I did indeed have the same old dream last night. It’s a dream that comes around now and then.

I dreamed about preparing to cycle across Australia.

Let me assure you it was a good dream. It wasn’t a panicked nightmare that had me waking up in a cold sweat. It was a happy dream. A very happy dream.

The dream was another reminder that it’s been way too long since my last Nullarbor crossing in 2003 when I rode from Perth to Hobart. It seems almost a lifetime away from my first of five crossings back in 1987. The picture above is me looking a bit nervous in Kings Park as I was about to begin a ride from Perth to Canberra. (Click on the photo to get a better look at my worried face.)

I’ve cycled across Australia in my twenties, my thirties and my forties. I’m now in my fifties and while nothing’s in concrete, I’m making plans for another crossing. Probably in 2018.

While my heart remembers endless days of cycling, battling wind, rain and hills, and the thrill of overcoming, my body keeps trying to remind me it’s not as young as it once was. Even the gap between my 1990 ride to Adelaide and my 2000 ride to Sydney let me know that body parts wear out and a lot more training is needed to go the distance. I can’t even imagine the amount of preparation my body would need to get ready for another crossing.

RECORDS SUPPLIED:
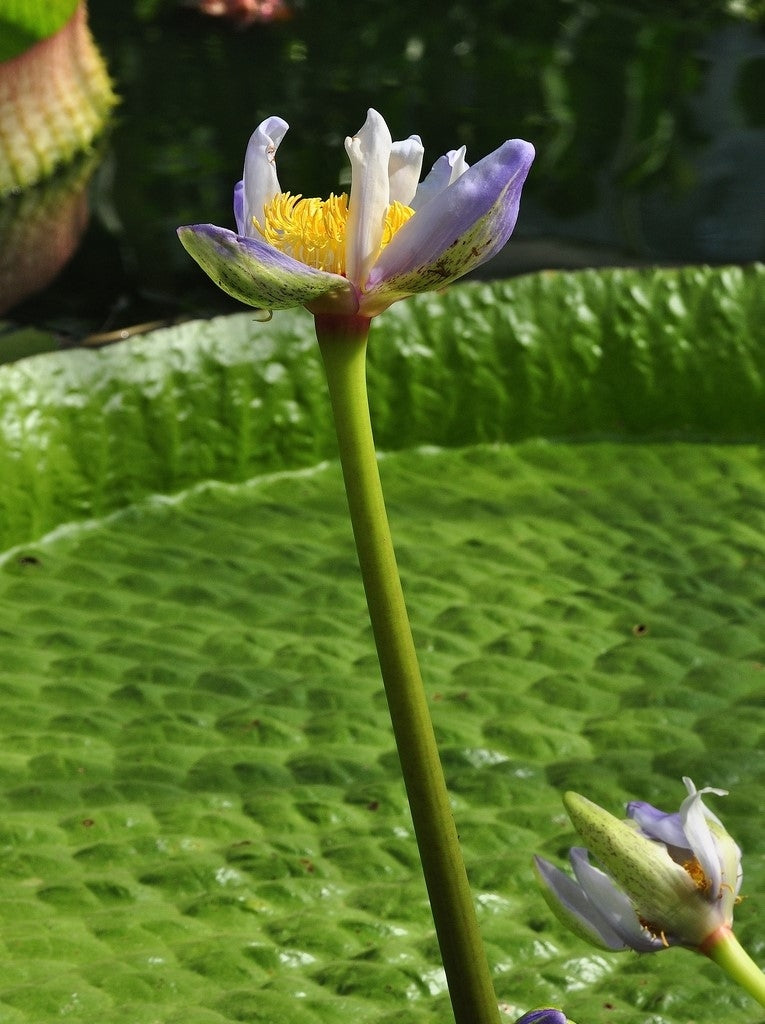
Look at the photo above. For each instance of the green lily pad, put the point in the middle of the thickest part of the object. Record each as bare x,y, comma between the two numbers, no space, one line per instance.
202,813
24,23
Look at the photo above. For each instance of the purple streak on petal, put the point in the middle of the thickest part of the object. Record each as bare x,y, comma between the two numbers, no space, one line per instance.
657,824
259,177
550,1016
611,903
579,912
257,273
239,207
456,231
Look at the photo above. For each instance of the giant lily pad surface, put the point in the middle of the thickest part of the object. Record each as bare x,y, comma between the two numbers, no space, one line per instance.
202,814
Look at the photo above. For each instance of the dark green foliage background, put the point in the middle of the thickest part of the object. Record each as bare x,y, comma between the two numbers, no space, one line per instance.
202,815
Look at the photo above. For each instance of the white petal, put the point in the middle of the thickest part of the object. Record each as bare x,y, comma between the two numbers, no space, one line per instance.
693,816
404,169
260,181
572,907
443,173
612,903
369,152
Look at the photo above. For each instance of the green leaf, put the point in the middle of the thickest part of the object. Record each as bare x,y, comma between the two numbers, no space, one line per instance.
24,23
201,811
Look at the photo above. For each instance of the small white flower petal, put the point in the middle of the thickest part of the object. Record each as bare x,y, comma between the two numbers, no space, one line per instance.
259,183
404,169
612,903
443,173
369,152
569,904
703,844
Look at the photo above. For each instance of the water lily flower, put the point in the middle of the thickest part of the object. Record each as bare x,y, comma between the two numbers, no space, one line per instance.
669,880
353,256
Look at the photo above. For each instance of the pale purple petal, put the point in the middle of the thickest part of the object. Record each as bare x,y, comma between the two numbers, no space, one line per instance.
260,275
570,904
657,824
369,152
458,230
404,169
259,183
611,903
444,172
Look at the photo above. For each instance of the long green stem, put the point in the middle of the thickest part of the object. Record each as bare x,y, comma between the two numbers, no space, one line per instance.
343,344
723,947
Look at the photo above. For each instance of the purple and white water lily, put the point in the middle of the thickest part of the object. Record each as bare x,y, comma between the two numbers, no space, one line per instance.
353,256
673,879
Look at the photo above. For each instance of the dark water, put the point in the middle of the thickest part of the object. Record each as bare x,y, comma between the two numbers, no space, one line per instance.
647,118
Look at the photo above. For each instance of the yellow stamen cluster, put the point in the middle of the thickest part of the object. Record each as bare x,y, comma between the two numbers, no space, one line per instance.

WRITTEN TASKS:
#1 From the passage about cycling across Australia, quote everything from "I dreamed about" down to "my worried face.)".
#2 According to the passage about cycling across Australia, in what year did the writer make the first of five crossings?

ANSWERS FOR THIS EXERCISE:
#1
I dreamed about preparing to cycle across Australia.

Let me assure you it was a good dream. It wasn’t a panicked nightmare that had me waking up in a cold sweat. It was a happy dream. A very happy dream.

The dream was another reminder that it’s been way too long since my last Nullarbor crossing in 2003 when I rode from Perth to Hobart. It seems almost a lifetime away from my first of five crossings back in 1987. The picture above is me looking a bit nervous in Kings Park as I was about to begin a ride from Perth to Canberra. (Click on the photo to get a better look at my worried face.)

#2 1987